**Given entries:**
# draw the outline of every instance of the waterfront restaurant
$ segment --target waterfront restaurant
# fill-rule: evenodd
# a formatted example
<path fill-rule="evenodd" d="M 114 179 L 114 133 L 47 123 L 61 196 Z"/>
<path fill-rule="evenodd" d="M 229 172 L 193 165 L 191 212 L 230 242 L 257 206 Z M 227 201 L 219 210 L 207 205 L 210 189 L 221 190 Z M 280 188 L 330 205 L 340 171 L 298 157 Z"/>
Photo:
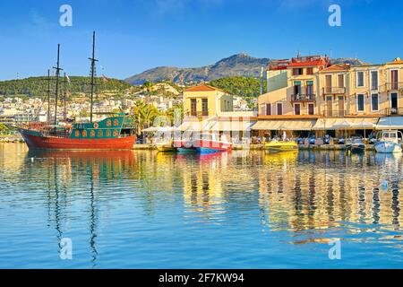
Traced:
<path fill-rule="evenodd" d="M 299 57 L 271 63 L 265 94 L 259 97 L 253 130 L 272 137 L 325 134 L 368 135 L 375 129 L 403 128 L 403 61 L 384 65 L 331 65 L 327 57 Z M 380 124 L 378 124 L 380 123 Z"/>
<path fill-rule="evenodd" d="M 233 101 L 229 93 L 205 83 L 184 90 L 184 117 L 177 129 L 188 133 L 225 133 L 234 142 L 247 141 L 257 113 L 234 111 Z"/>

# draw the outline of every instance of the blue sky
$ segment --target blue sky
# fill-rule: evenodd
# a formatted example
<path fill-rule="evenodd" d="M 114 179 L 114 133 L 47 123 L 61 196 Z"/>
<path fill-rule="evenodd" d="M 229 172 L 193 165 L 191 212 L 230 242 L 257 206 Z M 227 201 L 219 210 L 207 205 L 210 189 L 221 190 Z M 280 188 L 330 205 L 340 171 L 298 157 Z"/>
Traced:
<path fill-rule="evenodd" d="M 59 25 L 64 4 L 73 7 L 73 27 Z M 330 4 L 341 7 L 341 27 L 328 24 Z M 287 58 L 299 50 L 382 63 L 403 57 L 402 10 L 399 0 L 4 0 L 0 80 L 45 74 L 58 42 L 64 70 L 88 74 L 93 30 L 99 74 L 120 79 L 240 52 Z"/>

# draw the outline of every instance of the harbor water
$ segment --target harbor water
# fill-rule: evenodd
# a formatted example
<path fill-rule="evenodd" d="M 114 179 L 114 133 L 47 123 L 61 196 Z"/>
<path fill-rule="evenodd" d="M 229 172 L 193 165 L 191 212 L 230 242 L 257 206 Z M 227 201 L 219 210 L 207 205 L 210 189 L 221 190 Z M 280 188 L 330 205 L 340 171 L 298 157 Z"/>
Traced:
<path fill-rule="evenodd" d="M 0 169 L 1 268 L 403 266 L 401 154 L 0 144 Z"/>

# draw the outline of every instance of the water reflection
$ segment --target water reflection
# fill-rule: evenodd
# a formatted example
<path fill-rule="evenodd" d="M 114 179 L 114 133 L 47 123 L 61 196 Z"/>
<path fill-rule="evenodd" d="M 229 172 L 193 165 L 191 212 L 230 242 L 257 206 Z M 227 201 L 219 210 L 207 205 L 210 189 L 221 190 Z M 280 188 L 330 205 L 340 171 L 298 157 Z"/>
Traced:
<path fill-rule="evenodd" d="M 0 178 L 7 187 L 4 202 L 39 213 L 45 208 L 57 248 L 72 230 L 79 233 L 92 267 L 117 245 L 112 234 L 122 237 L 116 239 L 122 248 L 130 249 L 133 234 L 162 232 L 158 244 L 152 236 L 146 239 L 160 246 L 172 233 L 189 239 L 192 233 L 180 233 L 180 223 L 202 229 L 214 225 L 224 232 L 244 222 L 244 230 L 231 238 L 237 243 L 269 233 L 295 245 L 340 238 L 401 246 L 394 241 L 401 239 L 401 155 L 234 151 L 199 156 L 1 148 L 4 171 Z M 37 196 L 46 204 L 40 204 Z M 170 215 L 175 222 L 166 219 Z M 84 230 L 74 230 L 72 222 Z M 110 225 L 120 229 L 114 233 Z M 112 241 L 103 242 L 105 238 Z"/>

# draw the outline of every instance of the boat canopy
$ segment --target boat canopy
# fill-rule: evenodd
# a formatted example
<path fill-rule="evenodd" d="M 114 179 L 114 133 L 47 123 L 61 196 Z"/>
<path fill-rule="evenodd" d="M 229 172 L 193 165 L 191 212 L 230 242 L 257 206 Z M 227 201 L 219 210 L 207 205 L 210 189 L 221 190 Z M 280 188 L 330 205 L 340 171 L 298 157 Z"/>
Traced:
<path fill-rule="evenodd" d="M 376 125 L 376 129 L 403 129 L 403 117 L 382 117 Z"/>
<path fill-rule="evenodd" d="M 315 125 L 315 119 L 284 119 L 258 121 L 253 130 L 283 130 L 283 131 L 310 131 Z"/>
<path fill-rule="evenodd" d="M 319 118 L 313 130 L 373 129 L 379 117 Z"/>
<path fill-rule="evenodd" d="M 256 121 L 251 120 L 220 120 L 210 127 L 214 132 L 249 132 Z"/>

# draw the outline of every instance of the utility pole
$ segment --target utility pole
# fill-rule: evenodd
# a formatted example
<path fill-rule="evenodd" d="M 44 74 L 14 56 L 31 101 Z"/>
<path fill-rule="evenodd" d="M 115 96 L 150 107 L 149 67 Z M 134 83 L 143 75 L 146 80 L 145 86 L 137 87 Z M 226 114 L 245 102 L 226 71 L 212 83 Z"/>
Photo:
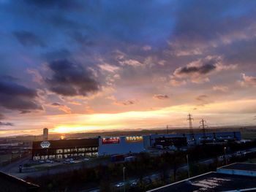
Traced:
<path fill-rule="evenodd" d="M 125 166 L 123 167 L 123 177 L 124 177 L 124 192 L 125 192 Z"/>
<path fill-rule="evenodd" d="M 206 139 L 206 128 L 208 127 L 208 126 L 206 125 L 206 120 L 205 120 L 204 119 L 202 119 L 200 121 L 200 123 L 201 124 L 199 127 L 202 128 L 203 130 L 203 139 L 204 139 L 204 142 L 205 139 Z"/>
<path fill-rule="evenodd" d="M 195 137 L 194 137 L 194 131 L 193 131 L 193 126 L 192 126 L 192 120 L 194 120 L 194 119 L 192 118 L 192 115 L 190 113 L 187 115 L 187 120 L 189 120 L 189 131 L 190 131 L 192 139 L 194 141 Z"/>
<path fill-rule="evenodd" d="M 189 175 L 189 178 L 190 178 L 189 165 L 189 155 L 187 155 L 186 156 L 187 156 L 187 174 Z"/>
<path fill-rule="evenodd" d="M 224 147 L 224 158 L 225 158 L 225 164 L 227 165 L 227 153 L 226 153 L 226 147 Z"/>

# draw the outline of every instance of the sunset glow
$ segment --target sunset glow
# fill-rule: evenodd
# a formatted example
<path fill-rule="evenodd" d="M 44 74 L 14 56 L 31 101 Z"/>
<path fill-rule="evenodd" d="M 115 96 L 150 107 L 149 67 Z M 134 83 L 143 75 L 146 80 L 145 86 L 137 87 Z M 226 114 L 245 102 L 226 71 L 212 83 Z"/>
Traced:
<path fill-rule="evenodd" d="M 255 124 L 255 1 L 0 1 L 1 137 Z"/>

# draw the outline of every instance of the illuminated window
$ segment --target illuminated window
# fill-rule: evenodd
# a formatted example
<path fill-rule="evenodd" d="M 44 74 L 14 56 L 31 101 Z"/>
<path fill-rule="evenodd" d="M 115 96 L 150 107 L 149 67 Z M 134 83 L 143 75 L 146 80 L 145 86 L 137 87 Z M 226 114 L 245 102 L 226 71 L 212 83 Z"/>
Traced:
<path fill-rule="evenodd" d="M 64 153 L 70 153 L 70 149 L 64 149 Z"/>
<path fill-rule="evenodd" d="M 85 148 L 78 148 L 79 152 L 85 152 L 86 149 Z"/>
<path fill-rule="evenodd" d="M 63 153 L 63 150 L 59 149 L 56 150 L 56 153 Z"/>
<path fill-rule="evenodd" d="M 50 158 L 50 159 L 55 158 L 55 155 L 49 155 L 49 158 Z"/>

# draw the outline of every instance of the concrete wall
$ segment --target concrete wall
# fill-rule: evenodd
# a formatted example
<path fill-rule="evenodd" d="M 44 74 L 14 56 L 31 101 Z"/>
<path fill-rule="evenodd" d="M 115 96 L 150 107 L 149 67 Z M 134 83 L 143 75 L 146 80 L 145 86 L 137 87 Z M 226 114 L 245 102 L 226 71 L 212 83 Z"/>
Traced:
<path fill-rule="evenodd" d="M 217 140 L 227 139 L 232 140 L 236 138 L 236 140 L 241 140 L 241 133 L 240 131 L 236 132 L 216 132 L 216 133 L 206 133 L 206 139 L 204 138 L 203 133 L 195 133 L 193 135 L 192 134 L 151 134 L 150 135 L 150 143 L 151 146 L 154 146 L 154 141 L 156 138 L 165 137 L 166 138 L 171 137 L 187 137 L 188 142 L 191 141 L 193 138 L 195 139 L 195 143 L 196 145 L 200 145 L 202 143 L 202 140 L 206 139 L 206 141 L 212 141 L 214 138 Z"/>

**Given problem:** Format the items from the start through the line holding "330 4 L 341", inclusive, as a two-column CSV with the headers "prompt" and "polygon": one row per item, its text and its answer each in a single quoted field, with line breaks replaced by spaces. Leave the pictures out.

**Answer in full:**
prompt,polygon
"# draw the outline of every instance of the waterfront restaurant $ segment --target waterfront restaurant # fill-rule: evenodd # a formatted example <path fill-rule=""evenodd"" d=""M 114 179 L 114 133 L 47 123 L 61 196 Z""/> <path fill-rule=""evenodd"" d=""M 229 172 L 193 165 L 191 212 L 230 242 L 257 206 Z M 227 201 L 219 210 L 207 205 L 210 189 L 221 190 Z M 280 188 L 330 205 L 340 171 L 298 157 Z""/> Photo: Traced:","<path fill-rule=""evenodd"" d=""M 299 57 L 271 63 L 265 94 L 259 97 L 253 130 L 272 137 L 325 134 L 368 135 L 375 129 L 403 128 L 403 61 L 384 65 L 331 65 L 327 57 Z M 380 124 L 378 124 L 380 123 Z""/> <path fill-rule=""evenodd"" d=""M 233 101 L 229 93 L 205 83 L 184 90 L 184 117 L 177 129 L 188 133 L 225 133 L 234 142 L 247 141 L 257 113 L 234 111 Z""/>"
"# draw the outline of every instance of the blue sky $ segment --target blue sky # fill-rule: evenodd # a formatted example <path fill-rule=""evenodd"" d=""M 114 179 L 114 133 L 47 123 L 61 196 Z""/> <path fill-rule=""evenodd"" d=""M 229 172 L 193 165 L 191 212 L 230 242 L 257 206 Z M 227 201 L 219 210 L 207 205 L 210 189 L 221 190 Z M 280 188 L 330 205 L 340 171 L 298 157 Z""/> Traced:","<path fill-rule=""evenodd"" d=""M 59 25 L 64 4 L 73 7 L 73 27 Z M 330 4 L 341 7 L 341 27 L 328 24 Z M 287 58 L 299 50 L 382 63 L 403 57 L 402 10 L 399 0 L 4 0 L 0 80 L 45 74 L 58 42 L 64 70 L 88 74 L 93 30 L 99 74 L 120 79 L 240 52 Z""/>"